---------- Extrait du document ----------

Crise dans l’Église argentine
De notre correspondant en Argentine
L’AGITATION et la violence qui sévissent dans le monde entier n’ont pas épargné ce pays sud-américain, au contraire. Évidemment, cela n’étonne personne.
Cependant, ce qui stupéfie beaucoup d’Argentins, c’est que de nombreux membres du clergé, à tous les échelons de la hiérarchie catholique, sont accusés aujourd’hui d’inciter “au pillage, au vol, aux voies de fait, au rapt, au crime, à la lutte sanglante, au chaos enfin. (...) Et tout cela au nom du christianisme, de l’Évangile et de Jésus-Christ”.
C’est du moins l’accusation publiée dans un rapport intitulé “Déclaration de prêtres argentins”. Ce document porte la signature de 140 ecclésiastiques bien connus de l’Église catholique.
La situation est-elle vraiment aussi mauvaise en Argentine ? Qui sont ces prêtres “de divers ordres à tous les échelons de la hiérarchie” qui sont accusés d’inciter “au rapt, au crime, à la lutte sanglante et au chaos” ? Pourquoi sont-ils accusés de tels méfaits ? Quelles mesures l’Église a-t-elle prises à leur égard ? Quelle est la réaction du pratiquant moyen devant cet état de choses ?
Les événements menant à la crise
De nombreux événements ont conduit aux accusations précitées, mais dernièrement de cruels meurtres terroristes les ont mis particulièrement en vedette.
Un éditorial du Herald de Buenos Aires déclara à ce propos : “Au cours des quatorze mois écoulés, trois Argentins en vue ont été assassinés de sang-froid : (...) en juin dernier [1969], Augusto Vandor, le leader syndicaliste le plus influent de l’Argentine ; le 31 mai [1970] l’ancien président Pedro Aramburu, tué par ses ravisseurs, puis José Alonso”, un autre chef syndicaliste, plus récemment encore.
Existe-t-il un rapport entre ces assassinats et le clergé catholique ? La presse répond par l’affirmative. Le journal Siete Días, par exemple, déclara : “Le rôle supposé de certains prêtres (...) dans l’assassinat du général Aramburu, a donné lieu à des réunions secrètes au sein de l’Église argentine, (...) afin de déterminer à quel point le clergé est influencé par l’extrémisme.”
Monseigneur Juan Carlos Aramburu (qu’il ne faut pas confondre avec Pedro Aramburu, l’ancien président assassiné) a admis à regret : “Les récents événements, connus à présent de tout le monde, ont porté atteinte à la valeur essentielle de la mission sacerdotale, dont le but est d’édifier l’unité de l’humanité sur un fondement d’amour.” De son côté, Guillermo Borda, ancien ministre de l’Intérieur, dit : “L’aile extrémiste de l’Église a exercé une pression que je suis tenté d’appeler déterminante, dans les récentes explosions de violence dans ce pays.”
Le “Mouvement des prêtres du tiers monde”
Quels sont les prêtres qui constituent ce groupe accusé d’inciter à l’agitation et à la violence ? Pendant quelques années, on les a qualifiés de “progressistes”, de “rebelles”. Aujourd’hui, ils sont bien connus comme membres du “Mouvement des prêtres du tiers monde”. Ce mouvement tire son nom de la déclaration de Medellín publiée par 18 évêques “progressistes” qui, lors d’une conférence tenue dans cette ville de Colombie, réclament un “tiers monde” ne devant fidélité et obéissance ni au capitalisme ni au communisme.

---------- Lignes extraites ----------

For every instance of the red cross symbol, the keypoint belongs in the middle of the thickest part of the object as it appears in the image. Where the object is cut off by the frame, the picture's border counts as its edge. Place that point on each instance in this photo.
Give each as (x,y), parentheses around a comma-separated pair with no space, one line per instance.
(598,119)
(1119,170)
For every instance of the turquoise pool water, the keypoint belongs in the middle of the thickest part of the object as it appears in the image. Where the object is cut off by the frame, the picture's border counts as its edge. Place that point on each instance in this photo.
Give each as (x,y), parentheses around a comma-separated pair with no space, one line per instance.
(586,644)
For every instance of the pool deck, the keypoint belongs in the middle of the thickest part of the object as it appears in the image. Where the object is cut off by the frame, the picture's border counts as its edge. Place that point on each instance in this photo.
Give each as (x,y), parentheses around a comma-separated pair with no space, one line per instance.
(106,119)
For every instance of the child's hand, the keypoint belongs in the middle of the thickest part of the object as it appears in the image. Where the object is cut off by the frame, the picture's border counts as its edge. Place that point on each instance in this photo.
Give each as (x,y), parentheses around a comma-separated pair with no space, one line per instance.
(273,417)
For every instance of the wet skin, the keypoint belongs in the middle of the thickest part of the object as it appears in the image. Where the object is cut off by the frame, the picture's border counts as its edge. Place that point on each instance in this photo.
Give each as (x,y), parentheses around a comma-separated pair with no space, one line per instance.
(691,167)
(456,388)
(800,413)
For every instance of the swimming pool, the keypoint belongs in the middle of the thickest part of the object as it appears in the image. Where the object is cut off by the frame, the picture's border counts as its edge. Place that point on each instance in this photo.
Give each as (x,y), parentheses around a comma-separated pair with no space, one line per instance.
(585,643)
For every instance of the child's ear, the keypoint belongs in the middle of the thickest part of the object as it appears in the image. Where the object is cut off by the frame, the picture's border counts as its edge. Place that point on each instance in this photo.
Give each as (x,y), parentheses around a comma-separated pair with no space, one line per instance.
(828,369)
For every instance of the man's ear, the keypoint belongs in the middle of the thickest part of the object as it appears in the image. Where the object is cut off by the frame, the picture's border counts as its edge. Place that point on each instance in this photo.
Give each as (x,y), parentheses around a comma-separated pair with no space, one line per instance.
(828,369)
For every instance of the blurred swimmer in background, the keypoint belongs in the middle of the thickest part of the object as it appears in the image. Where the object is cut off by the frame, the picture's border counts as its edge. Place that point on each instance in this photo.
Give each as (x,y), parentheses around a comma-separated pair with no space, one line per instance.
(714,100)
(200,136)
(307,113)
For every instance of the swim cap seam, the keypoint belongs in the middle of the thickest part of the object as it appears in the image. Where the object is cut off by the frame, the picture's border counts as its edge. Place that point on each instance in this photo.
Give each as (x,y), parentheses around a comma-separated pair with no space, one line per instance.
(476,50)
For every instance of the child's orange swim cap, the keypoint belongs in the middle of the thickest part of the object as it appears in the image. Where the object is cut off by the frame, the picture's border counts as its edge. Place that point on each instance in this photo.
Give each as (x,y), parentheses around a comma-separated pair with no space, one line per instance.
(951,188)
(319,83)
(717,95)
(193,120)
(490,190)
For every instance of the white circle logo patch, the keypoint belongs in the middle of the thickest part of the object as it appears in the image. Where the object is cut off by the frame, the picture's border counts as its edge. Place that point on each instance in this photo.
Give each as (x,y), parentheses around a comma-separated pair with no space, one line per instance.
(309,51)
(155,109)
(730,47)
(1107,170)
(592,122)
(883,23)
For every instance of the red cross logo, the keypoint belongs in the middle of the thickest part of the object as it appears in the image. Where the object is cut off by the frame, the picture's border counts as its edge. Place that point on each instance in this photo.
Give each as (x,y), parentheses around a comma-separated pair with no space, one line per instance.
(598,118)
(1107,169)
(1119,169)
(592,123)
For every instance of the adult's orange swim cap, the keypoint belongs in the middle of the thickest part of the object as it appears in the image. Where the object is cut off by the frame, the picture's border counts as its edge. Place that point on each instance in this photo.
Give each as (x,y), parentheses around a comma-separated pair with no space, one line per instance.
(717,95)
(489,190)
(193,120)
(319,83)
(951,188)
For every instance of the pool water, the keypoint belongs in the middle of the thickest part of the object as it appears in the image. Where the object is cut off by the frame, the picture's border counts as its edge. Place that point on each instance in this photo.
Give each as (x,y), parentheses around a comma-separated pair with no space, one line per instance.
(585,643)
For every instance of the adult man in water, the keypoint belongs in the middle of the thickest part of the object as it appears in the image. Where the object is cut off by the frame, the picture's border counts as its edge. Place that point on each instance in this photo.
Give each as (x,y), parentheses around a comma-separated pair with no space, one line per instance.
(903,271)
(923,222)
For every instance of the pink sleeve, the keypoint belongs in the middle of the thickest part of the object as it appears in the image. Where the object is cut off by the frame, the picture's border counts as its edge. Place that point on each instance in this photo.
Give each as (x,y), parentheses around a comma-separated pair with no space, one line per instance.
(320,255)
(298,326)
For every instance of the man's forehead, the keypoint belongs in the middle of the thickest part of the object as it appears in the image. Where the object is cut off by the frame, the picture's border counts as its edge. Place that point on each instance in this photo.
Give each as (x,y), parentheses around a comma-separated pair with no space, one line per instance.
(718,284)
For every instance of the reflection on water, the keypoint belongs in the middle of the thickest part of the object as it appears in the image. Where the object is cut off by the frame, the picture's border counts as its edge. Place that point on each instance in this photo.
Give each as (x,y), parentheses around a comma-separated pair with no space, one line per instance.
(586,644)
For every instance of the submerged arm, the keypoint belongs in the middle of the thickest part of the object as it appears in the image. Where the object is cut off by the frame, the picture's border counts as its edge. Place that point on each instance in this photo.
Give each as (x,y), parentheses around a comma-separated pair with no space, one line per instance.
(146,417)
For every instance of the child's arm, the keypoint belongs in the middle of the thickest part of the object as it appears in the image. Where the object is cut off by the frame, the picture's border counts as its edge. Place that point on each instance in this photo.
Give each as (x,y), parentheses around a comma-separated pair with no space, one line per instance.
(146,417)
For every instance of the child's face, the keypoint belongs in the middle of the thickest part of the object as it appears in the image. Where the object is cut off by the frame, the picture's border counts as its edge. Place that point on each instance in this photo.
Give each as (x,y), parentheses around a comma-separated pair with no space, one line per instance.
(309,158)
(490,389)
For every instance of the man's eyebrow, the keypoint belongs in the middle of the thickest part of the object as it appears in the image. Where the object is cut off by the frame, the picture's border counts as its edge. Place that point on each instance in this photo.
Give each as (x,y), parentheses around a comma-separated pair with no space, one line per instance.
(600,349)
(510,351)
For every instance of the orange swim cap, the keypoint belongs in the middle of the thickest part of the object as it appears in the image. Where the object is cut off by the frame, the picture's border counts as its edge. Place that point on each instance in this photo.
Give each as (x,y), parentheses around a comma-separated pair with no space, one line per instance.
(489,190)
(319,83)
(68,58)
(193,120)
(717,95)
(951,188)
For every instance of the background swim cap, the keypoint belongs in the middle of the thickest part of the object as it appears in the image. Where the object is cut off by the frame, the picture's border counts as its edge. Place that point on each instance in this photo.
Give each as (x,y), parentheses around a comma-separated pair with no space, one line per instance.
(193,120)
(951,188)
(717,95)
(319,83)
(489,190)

----------

Votre tâche: Recopiez fidèlement le passage de l'article sur la crise de l'Église argentine qui va de « Crise dans l’Église » à « de l’Église catholique. », ces deux bornes comprises.

Corrigé:
Crise dans l’Église argentine
De notre correspondant en Argentine
L’AGITATION et la violence qui sévissent dans le monde entier n’ont pas épargné ce pays sud-américain, au contraire. Évidemment, cela n’étonne personne.
Cependant, ce qui stupéfie beaucoup d’Argentins, c’est que de nombreux membres du clergé, à tous les échelons de la hiérarchie catholique, sont accusés aujourd’hui d’inciter “au pillage, au vol, aux voies de fait, au rapt, au crime, à la lutte sanglante, au chaos enfin. (...) Et tout cela au nom du christianisme, de l’Évangile et de Jésus-Christ”.
C’est du moins l’accusation publiée dans un rapport intitulé “Déclaration de prêtres argentins”. Ce document porte la signature de 140 ecclésiastiques bien connus de l’Église catholique.